## [Exercise goal]
Would you copy each line of the data below that has "eroded"?

== == ==

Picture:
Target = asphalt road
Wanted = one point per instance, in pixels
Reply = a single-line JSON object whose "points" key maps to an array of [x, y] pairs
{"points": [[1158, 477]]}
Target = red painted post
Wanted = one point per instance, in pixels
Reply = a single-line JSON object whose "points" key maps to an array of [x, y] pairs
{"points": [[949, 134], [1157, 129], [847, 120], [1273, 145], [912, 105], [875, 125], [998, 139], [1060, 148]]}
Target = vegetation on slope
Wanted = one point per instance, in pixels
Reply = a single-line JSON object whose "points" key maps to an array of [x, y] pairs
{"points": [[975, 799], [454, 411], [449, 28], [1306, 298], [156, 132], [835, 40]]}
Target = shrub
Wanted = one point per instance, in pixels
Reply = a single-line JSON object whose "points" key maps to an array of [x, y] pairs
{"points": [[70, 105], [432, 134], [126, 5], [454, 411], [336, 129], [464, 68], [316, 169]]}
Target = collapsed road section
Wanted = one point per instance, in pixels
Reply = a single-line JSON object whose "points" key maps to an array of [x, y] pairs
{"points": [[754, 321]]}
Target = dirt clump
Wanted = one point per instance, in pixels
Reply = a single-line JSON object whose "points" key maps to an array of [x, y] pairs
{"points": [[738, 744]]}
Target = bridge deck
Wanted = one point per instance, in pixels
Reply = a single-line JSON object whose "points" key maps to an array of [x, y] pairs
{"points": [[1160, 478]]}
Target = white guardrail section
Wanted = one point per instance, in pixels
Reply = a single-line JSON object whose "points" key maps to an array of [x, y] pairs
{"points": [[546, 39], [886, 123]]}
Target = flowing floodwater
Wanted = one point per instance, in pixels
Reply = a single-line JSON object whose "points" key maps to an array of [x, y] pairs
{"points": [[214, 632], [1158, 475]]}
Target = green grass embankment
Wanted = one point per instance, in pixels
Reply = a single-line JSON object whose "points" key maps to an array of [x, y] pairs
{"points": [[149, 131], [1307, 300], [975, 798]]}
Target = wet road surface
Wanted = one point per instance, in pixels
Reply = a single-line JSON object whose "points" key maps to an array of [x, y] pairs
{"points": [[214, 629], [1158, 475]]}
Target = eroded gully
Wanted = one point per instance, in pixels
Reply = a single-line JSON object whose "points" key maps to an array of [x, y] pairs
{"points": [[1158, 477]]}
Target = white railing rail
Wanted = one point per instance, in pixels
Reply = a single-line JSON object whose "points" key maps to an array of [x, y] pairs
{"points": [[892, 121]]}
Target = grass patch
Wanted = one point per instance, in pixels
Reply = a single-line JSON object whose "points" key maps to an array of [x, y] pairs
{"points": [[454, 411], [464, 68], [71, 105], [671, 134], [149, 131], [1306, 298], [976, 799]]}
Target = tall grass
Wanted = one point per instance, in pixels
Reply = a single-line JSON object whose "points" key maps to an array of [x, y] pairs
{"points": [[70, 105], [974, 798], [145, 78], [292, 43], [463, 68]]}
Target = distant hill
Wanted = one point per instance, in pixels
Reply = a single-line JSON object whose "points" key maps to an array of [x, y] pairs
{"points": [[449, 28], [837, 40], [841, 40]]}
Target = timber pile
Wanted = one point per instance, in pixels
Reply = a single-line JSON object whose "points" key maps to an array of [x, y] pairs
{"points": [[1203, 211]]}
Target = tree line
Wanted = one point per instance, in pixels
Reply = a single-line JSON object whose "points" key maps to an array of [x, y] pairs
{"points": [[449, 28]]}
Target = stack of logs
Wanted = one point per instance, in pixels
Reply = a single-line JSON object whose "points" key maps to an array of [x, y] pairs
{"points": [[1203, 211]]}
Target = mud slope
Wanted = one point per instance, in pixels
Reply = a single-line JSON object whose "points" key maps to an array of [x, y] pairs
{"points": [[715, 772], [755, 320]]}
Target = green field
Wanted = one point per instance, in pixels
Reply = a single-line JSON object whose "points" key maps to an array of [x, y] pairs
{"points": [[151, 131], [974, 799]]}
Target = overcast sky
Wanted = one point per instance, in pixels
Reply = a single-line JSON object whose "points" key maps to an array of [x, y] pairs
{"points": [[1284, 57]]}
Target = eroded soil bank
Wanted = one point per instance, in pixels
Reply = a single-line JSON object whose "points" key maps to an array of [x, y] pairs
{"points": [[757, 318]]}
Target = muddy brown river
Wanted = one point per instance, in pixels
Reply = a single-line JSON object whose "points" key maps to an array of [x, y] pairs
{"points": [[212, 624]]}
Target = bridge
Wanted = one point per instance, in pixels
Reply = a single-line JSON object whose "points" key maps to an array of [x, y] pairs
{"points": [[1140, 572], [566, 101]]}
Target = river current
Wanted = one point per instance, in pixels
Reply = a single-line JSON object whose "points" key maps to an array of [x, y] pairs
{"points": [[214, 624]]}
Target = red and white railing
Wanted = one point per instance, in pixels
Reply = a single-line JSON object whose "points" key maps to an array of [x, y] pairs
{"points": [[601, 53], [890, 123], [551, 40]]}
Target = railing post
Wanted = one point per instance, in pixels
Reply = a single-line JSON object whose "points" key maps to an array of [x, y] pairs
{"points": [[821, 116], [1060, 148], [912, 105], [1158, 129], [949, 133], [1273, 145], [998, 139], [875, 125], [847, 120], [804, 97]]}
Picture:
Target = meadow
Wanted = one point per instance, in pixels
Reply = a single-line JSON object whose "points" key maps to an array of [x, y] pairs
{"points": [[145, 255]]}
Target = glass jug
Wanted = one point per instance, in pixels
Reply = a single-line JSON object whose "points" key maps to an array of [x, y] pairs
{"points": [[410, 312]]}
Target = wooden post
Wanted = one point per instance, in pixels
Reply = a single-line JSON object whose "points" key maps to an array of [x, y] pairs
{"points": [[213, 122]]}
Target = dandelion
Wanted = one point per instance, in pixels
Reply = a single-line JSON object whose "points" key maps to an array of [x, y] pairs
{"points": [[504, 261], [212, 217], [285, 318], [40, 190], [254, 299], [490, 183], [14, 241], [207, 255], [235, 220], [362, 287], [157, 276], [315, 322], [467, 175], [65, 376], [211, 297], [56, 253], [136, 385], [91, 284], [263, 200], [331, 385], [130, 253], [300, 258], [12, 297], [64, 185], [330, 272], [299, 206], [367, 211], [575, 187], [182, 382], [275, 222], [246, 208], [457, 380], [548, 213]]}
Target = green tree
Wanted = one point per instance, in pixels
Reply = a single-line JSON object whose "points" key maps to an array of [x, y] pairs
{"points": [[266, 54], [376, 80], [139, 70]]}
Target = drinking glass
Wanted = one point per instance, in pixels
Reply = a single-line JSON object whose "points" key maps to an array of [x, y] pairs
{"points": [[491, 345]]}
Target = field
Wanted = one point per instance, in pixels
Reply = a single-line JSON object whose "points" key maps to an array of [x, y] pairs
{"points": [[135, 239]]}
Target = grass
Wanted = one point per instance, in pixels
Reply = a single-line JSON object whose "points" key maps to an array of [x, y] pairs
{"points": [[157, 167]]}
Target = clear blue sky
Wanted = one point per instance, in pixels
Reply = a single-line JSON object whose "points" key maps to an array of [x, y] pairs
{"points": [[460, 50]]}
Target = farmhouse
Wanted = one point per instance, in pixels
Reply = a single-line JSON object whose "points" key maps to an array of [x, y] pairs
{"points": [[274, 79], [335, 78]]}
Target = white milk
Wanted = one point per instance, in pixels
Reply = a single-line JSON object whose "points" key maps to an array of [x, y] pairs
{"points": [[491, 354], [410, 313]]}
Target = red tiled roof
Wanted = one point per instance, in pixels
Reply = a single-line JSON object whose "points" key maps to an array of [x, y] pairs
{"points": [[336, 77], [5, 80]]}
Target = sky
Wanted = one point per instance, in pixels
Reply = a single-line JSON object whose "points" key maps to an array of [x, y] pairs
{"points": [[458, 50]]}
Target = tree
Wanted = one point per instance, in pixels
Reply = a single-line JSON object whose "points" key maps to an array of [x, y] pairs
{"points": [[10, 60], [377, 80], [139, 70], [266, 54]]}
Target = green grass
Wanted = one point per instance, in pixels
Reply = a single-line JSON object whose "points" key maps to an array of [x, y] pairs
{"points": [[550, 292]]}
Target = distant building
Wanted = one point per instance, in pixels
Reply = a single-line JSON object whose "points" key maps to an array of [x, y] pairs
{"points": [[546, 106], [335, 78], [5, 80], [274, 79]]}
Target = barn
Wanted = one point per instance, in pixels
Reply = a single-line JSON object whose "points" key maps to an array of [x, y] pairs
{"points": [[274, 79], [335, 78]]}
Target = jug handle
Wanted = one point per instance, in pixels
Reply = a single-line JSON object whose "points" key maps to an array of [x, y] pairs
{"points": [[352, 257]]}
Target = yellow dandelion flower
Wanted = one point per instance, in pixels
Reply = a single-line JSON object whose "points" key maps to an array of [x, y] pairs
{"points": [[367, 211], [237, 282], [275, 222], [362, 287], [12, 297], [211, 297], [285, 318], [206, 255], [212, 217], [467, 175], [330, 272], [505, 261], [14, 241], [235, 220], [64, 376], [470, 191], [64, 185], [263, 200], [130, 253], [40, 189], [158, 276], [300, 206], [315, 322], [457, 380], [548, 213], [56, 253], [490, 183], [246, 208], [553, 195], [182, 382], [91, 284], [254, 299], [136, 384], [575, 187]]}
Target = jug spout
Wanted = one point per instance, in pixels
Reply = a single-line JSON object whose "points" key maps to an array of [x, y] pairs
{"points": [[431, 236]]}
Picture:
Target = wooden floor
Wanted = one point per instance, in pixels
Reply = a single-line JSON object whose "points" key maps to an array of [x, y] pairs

== == ==

## [Task response]
Target = eroded gully
Target = eroded soil bank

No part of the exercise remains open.